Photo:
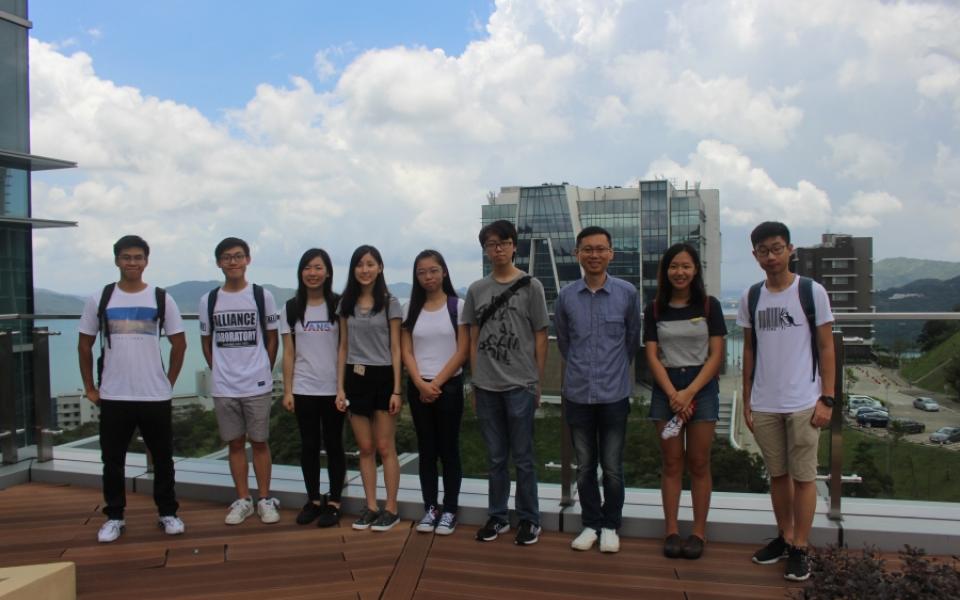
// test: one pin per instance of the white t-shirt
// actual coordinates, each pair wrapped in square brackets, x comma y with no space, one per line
[434,339]
[783,382]
[132,364]
[315,340]
[241,367]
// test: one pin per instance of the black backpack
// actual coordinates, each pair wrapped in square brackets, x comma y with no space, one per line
[805,289]
[257,298]
[160,295]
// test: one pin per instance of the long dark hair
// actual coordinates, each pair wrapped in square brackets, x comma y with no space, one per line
[418,295]
[698,292]
[329,296]
[348,301]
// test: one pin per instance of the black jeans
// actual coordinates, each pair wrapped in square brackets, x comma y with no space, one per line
[318,417]
[118,420]
[438,436]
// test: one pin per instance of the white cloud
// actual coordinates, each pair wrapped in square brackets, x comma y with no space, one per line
[748,193]
[861,157]
[865,209]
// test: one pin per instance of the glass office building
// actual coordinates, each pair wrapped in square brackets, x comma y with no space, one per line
[643,222]
[16,220]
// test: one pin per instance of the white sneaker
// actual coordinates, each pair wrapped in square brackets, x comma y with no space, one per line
[239,511]
[172,525]
[586,539]
[609,540]
[111,530]
[267,509]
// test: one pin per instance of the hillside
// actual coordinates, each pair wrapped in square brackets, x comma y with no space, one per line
[896,272]
[924,295]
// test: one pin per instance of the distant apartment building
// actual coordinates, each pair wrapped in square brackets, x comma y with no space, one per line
[73,410]
[16,215]
[843,264]
[643,222]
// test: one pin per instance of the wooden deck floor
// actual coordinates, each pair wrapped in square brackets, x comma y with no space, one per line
[46,523]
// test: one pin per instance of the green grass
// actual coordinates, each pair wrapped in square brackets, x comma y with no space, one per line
[918,472]
[924,370]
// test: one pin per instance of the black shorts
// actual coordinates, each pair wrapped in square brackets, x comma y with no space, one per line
[369,392]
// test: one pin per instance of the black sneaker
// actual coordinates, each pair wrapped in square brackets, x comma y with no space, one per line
[309,513]
[491,530]
[329,516]
[527,534]
[798,565]
[772,552]
[367,518]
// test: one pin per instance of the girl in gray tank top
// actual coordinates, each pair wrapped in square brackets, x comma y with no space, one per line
[683,335]
[368,362]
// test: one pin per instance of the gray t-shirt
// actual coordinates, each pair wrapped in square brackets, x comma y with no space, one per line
[506,352]
[368,336]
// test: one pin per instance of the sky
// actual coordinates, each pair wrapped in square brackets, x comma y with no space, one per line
[336,124]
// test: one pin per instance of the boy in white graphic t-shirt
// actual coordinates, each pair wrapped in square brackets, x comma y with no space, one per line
[788,388]
[133,390]
[238,332]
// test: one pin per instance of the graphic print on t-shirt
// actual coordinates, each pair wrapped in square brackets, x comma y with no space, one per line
[140,320]
[318,326]
[498,337]
[775,318]
[235,328]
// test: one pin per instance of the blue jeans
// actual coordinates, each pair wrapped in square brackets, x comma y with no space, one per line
[598,432]
[506,423]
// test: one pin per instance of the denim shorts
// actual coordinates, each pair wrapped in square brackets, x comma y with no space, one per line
[707,400]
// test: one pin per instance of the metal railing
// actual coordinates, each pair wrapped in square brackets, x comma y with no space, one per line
[43,421]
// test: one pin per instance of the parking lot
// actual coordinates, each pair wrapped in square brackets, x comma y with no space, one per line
[897,396]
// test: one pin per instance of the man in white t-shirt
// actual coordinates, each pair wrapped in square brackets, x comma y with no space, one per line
[238,333]
[133,391]
[788,388]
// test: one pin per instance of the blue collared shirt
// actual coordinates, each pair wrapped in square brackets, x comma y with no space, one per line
[598,334]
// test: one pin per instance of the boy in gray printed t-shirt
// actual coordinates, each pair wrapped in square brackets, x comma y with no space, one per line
[508,352]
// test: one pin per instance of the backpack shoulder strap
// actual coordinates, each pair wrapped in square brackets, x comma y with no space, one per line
[102,311]
[261,302]
[805,289]
[502,299]
[212,304]
[160,295]
[753,299]
[452,309]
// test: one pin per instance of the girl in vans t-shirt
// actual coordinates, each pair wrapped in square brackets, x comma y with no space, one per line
[310,332]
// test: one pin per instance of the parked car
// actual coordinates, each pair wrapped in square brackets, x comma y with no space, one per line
[856,401]
[866,409]
[945,435]
[907,425]
[927,404]
[873,418]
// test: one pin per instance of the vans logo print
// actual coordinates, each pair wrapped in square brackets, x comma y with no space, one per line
[775,318]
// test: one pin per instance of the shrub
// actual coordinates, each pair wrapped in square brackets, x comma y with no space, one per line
[839,573]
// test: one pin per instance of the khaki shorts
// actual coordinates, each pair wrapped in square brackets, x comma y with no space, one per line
[788,443]
[248,416]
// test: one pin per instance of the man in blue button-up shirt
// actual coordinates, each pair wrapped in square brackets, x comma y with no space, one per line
[598,330]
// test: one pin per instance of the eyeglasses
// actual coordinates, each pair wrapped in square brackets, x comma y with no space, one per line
[775,250]
[588,250]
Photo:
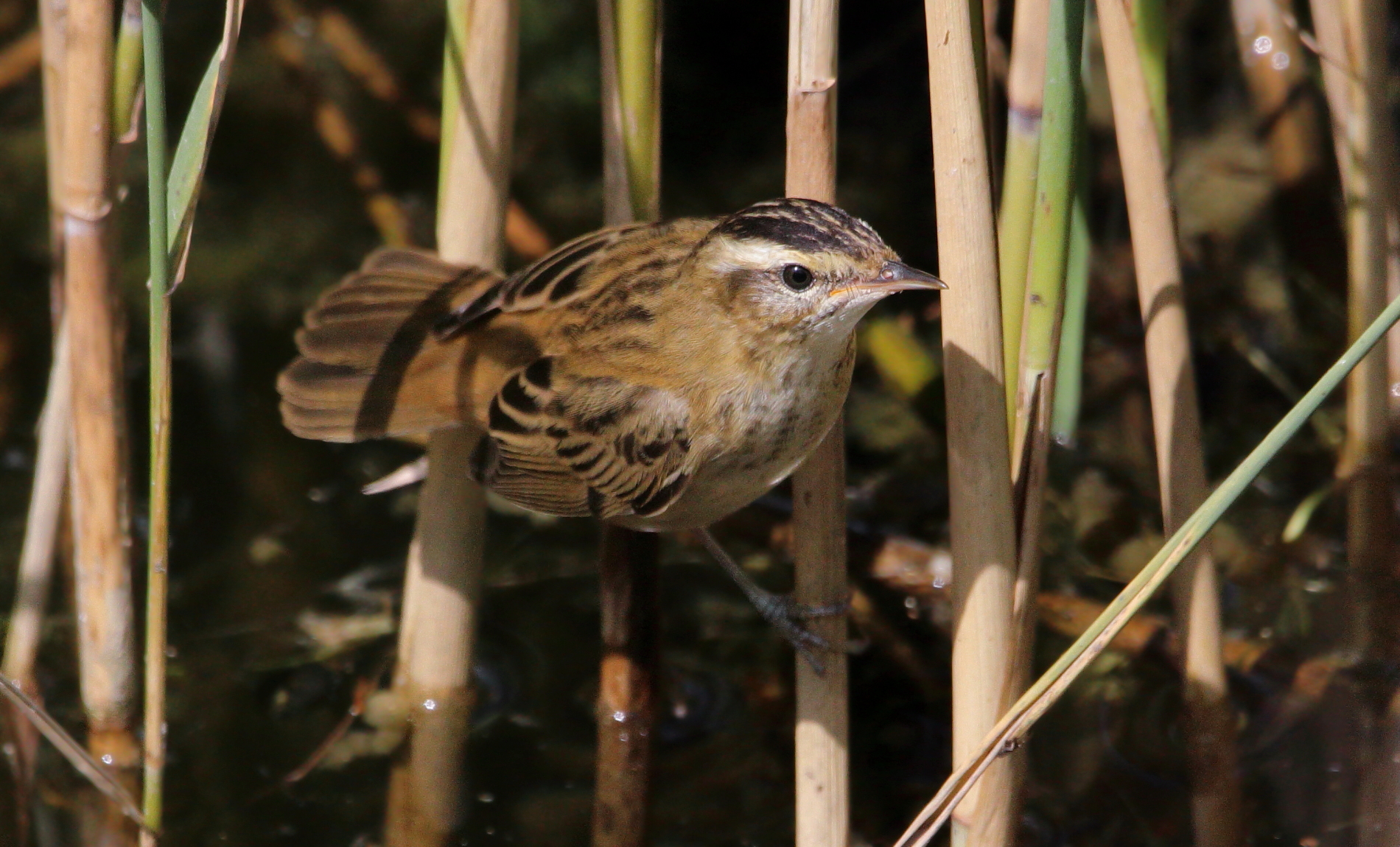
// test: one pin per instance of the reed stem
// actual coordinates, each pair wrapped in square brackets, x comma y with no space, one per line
[98,483]
[1210,719]
[443,586]
[1050,686]
[630,49]
[1025,102]
[822,758]
[157,562]
[979,468]
[1050,241]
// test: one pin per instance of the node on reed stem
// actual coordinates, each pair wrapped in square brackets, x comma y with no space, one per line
[441,593]
[979,468]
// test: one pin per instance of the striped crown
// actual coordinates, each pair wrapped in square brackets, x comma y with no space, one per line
[801,225]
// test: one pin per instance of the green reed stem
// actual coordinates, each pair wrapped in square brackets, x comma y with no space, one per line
[126,70]
[639,85]
[1068,371]
[1054,199]
[1046,691]
[160,396]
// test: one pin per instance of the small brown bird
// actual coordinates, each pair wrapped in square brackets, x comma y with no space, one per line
[654,376]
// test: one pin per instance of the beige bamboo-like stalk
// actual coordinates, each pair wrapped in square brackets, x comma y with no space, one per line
[629,51]
[822,762]
[107,660]
[979,468]
[443,584]
[1351,35]
[1210,720]
[41,530]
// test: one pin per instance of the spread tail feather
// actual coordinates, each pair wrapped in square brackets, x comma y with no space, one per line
[370,362]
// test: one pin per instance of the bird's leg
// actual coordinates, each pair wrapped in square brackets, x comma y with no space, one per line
[779,609]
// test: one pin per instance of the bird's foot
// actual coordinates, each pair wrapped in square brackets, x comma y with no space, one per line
[787,616]
[784,614]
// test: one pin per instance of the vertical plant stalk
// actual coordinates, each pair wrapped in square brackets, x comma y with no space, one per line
[822,758]
[1353,38]
[54,15]
[1210,719]
[41,528]
[98,483]
[1025,101]
[157,560]
[630,48]
[1043,309]
[639,101]
[1068,381]
[1354,79]
[443,586]
[979,468]
[34,580]
[1099,635]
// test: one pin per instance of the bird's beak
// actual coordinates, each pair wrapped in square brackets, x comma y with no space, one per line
[896,276]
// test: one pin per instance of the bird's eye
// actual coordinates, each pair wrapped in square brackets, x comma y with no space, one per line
[796,276]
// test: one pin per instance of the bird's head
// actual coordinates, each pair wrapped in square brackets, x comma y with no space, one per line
[802,265]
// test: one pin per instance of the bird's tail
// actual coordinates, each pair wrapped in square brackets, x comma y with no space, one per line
[371,363]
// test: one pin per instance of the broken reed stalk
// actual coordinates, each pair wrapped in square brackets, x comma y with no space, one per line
[1043,307]
[98,483]
[1210,719]
[979,468]
[1025,102]
[34,580]
[34,577]
[1051,685]
[628,566]
[443,584]
[822,758]
[157,545]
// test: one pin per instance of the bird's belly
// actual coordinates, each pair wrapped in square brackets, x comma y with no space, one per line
[765,457]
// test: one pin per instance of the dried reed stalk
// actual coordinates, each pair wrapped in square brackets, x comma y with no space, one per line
[1210,719]
[1351,35]
[630,51]
[98,483]
[1051,685]
[443,584]
[34,580]
[819,483]
[979,468]
[1042,311]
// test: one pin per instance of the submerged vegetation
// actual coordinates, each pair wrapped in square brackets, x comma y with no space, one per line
[286,714]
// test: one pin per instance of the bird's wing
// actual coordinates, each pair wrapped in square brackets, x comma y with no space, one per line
[584,446]
[370,362]
[552,282]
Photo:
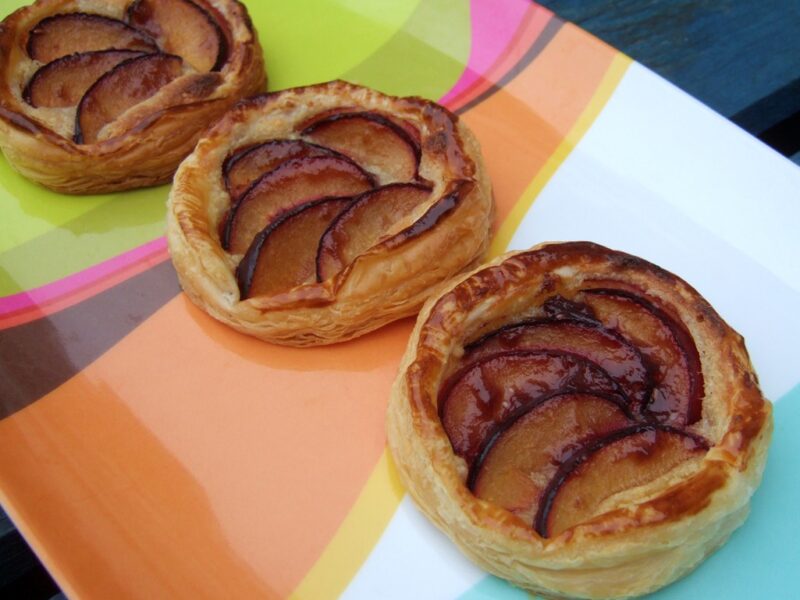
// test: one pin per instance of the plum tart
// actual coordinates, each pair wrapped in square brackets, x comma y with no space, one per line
[313,215]
[579,421]
[105,95]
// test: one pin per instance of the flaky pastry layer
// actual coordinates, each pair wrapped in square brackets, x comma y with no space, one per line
[387,282]
[144,145]
[646,537]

# # #

Directions for this task >>
Copy out exactly the lines from the one with "the bird's eye" through the end of the listing, both ends included, omitting any picture.

Reply >>
// test: one pin per instance of the bird's eye
// actual coordinates, each pair wrapped in square brackets, x comma y with no space, one per line
[796,276]
// test: one pin per instance of the bird's head
// actual coordinates, each pair wrapped in square brackets, x comma y with no space, one per line
[802,265]
// test: one pin per instance of the bird's tail
// actual coordinates, each pair wrapped in square brackets, x comma y with no space, one per line
[371,363]
// test: one pin per instance of the broken reed stalk
// actual coordinates, each pair wrapped in square brackets, x comma y with no space, one per line
[1043,307]
[98,483]
[1210,719]
[979,468]
[1025,102]
[34,580]
[34,577]
[1051,685]
[628,566]
[443,584]
[822,758]
[157,545]
// test: one pin per instance of the bird's belly
// actual coordinates, each pair wrapped in square brackets, x comma y with no space, one per line
[765,457]
// test: one pin per instance of the dried reed stalk
// actual coordinates, each pair wrapped in square brackets, x comma y with no space, one per line
[1210,719]
[1351,35]
[630,51]
[98,483]
[1051,685]
[443,584]
[34,580]
[819,483]
[979,468]
[1042,311]
// test: one pin per instance of the submerged vegetation
// actual coordinates, each pair wrapped in square brackets, x comma y with no space, one per line
[286,714]
// test: one pin per instance of the bird's wing
// actual coordinates, each pair wrapped in square brackets, x comma y with no space, one per line
[584,446]
[370,362]
[552,282]
Photo:
// test: one pin per instance of the plum tart
// actual coordinates, each pair wrapped in square brackets, x comma y with no space, one per line
[313,215]
[579,421]
[105,95]
// test: one pin per instance of the flaky pastry layer
// actual coordinates, each pair wrapped in square brackets, x comma y with no space, one per line
[387,282]
[144,145]
[646,537]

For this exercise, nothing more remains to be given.